THE EXERCISE → Exactly the lines from the line containing "In this exercise you will pick out the mountain" through the final line of the entries below must be returned, and only those, without pictures.

[Photo object pointing records]
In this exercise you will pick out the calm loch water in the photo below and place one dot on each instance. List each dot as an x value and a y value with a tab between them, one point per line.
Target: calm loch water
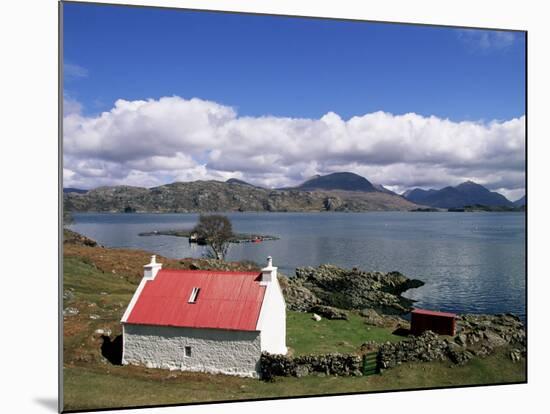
471	262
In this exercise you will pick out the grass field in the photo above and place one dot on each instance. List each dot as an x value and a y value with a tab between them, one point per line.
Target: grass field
101	296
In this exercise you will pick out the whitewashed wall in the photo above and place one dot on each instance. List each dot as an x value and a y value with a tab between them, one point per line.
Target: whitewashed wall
272	320
212	350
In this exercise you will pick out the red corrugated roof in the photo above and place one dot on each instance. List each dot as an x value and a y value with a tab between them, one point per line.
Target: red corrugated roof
227	300
433	313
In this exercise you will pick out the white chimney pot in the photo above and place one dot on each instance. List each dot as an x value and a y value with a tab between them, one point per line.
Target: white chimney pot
269	273
150	270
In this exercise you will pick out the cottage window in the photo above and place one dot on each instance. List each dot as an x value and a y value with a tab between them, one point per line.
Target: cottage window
194	295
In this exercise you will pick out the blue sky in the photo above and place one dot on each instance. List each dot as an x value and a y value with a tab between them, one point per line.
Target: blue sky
278	99
290	66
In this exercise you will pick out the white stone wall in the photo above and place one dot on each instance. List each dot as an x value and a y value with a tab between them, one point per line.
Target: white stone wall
212	350
272	319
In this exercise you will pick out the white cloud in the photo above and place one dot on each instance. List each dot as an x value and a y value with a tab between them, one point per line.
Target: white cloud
158	141
486	40
73	71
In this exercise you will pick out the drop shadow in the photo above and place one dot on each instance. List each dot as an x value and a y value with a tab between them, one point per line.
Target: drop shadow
112	350
48	403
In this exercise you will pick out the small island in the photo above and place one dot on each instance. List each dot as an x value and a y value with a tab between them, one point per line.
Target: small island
237	237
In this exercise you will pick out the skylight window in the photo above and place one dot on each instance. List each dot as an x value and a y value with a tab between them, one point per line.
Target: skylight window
194	295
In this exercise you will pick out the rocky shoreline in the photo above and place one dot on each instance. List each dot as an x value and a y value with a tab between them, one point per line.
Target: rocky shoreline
237	237
477	335
329	285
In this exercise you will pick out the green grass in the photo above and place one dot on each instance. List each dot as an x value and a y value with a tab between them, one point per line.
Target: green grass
306	336
90	382
110	386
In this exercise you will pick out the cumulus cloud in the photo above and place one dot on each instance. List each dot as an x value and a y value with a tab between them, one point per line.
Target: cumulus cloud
73	71
152	142
486	40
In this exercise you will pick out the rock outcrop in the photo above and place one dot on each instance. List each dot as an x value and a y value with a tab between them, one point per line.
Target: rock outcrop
329	285
478	335
329	364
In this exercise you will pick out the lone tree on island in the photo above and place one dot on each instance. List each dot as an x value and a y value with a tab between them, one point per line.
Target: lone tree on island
216	231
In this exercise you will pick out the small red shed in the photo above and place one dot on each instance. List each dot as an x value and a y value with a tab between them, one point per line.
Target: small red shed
442	323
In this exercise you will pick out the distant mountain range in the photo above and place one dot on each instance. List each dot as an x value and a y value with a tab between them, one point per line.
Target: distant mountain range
333	192
74	190
341	191
343	181
465	194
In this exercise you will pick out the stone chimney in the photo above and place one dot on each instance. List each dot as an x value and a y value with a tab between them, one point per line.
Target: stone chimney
269	273
150	270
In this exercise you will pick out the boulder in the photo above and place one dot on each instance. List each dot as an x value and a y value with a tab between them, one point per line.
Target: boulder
330	285
70	311
329	312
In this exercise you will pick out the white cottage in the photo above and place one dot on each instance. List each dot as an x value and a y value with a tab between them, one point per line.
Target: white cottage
207	321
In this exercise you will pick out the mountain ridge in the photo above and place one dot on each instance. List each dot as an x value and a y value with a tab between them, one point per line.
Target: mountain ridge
466	193
233	195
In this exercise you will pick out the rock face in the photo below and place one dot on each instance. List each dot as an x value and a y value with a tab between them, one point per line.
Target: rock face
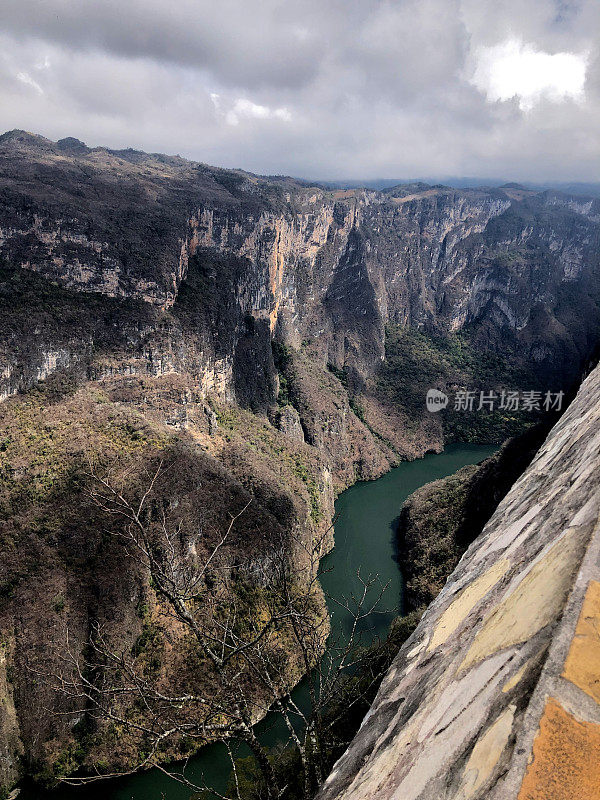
495	695
440	520
318	269
281	335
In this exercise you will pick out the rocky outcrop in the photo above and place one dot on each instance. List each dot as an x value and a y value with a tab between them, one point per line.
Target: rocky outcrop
440	520
321	269
495	694
251	322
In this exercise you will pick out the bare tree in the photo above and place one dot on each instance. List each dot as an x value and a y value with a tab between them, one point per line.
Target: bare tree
246	671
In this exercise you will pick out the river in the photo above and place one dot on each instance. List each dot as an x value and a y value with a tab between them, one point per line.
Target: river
364	539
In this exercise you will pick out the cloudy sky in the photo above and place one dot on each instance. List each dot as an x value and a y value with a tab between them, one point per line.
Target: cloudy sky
316	88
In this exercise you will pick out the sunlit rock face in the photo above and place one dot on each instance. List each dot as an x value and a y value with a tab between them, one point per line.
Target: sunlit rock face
496	693
274	258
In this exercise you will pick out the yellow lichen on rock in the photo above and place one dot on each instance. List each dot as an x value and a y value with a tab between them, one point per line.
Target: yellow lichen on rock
566	758
536	601
486	754
459	609
582	666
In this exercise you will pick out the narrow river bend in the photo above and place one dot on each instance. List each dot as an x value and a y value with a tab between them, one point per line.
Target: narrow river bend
364	540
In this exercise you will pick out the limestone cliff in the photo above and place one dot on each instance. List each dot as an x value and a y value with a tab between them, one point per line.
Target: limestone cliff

EXPECTED ANSWER →
In this exercise you will pick out the mountain ridge in the photo above and place one dot on each instance. List each dot as an x value and a y value with a tab between them, one point per line.
Target: mountain ridge
466	193
233	195
In this exercise you will pick out the rock face in the photo below and place one dot on each instance. List each dot as an x value and a y value with a tab between them, one point per line.
Target: rock face
495	695
440	520
318	269
281	335
In this exercise you will pick out the rocky outcrop in the photo above and place one dot on each instance. List each dot as an x value and a y value with a tab between them, one point per line.
Target: rocky outcrop
440	520
321	269
495	694
251	322
In this exercise you will pick out the bare tree in the photo above and place one dot on each instance. List each dot as an x value and a y value with a tab between them, one point per line.
Target: bare tree
246	671
In this exercise you will pick out the river in the photo above and place one dot on each instance. List each dot as an x value and a y value with a tab between them, one point per line.
Target: river
364	539
In this exercise you will pick out the cloudy sky in the photo above and place one dot on each instance. List each dot as an x value and a y value with a tab between them, one point per line.
Target: cloudy sky
316	88
In this exercise you will pick out the sunlit rock face in the photo above and place one dot on each instance. List each dot as an x value and a y value with a tab between them, one point per line.
Target: sunlit rock face
496	693
274	258
In this exercise you will pick out the yellow lichen on rock in the photo above and place one dot on each instance. List each dot as an x value and a y value with a tab between them, one point per line.
Target: yellow lichen on rock
566	758
536	601
486	754
459	609
582	666
In this exercise you will pick out the narrow river bend in the photo above and place one dot on each instance. List each dot as an x value and a y value with a tab between them, one point per line.
Target: narrow river bend
364	540
In this exercise you will pick out the limestone cliff in the photo above and place one dot on each instance. List each dot as an x value and a y value with a tab between them, one point per line.
Target: limestone cliff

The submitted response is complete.